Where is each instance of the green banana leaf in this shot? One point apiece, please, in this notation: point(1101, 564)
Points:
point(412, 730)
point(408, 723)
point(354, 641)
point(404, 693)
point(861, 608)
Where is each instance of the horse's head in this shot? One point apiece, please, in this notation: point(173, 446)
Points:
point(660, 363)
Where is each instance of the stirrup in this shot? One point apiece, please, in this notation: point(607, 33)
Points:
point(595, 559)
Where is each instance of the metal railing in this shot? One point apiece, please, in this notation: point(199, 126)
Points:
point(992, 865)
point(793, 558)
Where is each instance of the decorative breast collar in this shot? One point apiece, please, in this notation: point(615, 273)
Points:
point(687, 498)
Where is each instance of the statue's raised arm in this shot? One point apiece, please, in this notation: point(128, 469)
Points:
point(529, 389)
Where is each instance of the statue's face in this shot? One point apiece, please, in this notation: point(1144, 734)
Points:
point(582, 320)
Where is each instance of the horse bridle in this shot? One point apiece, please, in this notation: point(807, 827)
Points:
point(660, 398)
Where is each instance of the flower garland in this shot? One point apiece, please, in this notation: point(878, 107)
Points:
--
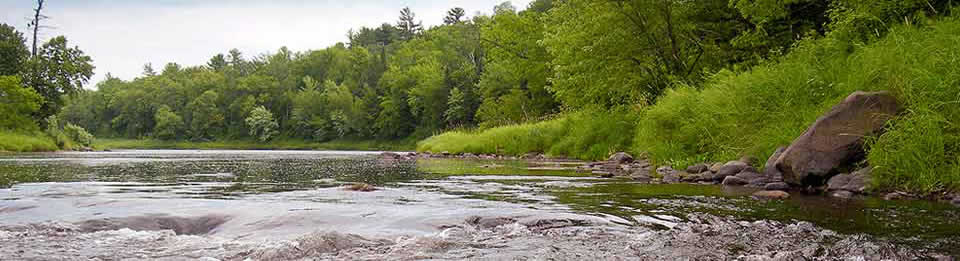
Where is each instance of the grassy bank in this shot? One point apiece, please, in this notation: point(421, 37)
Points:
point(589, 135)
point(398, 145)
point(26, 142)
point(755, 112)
--
• Exercise:
Write out each line above containing "statue".

• Response:
Where is each instance of the statue's raised arm in this shot? One point apiece, please, in this notation: point(128, 469)
Where is each instance of the statue's face in this shot? One point apiece, please, in this notation: point(1144, 734)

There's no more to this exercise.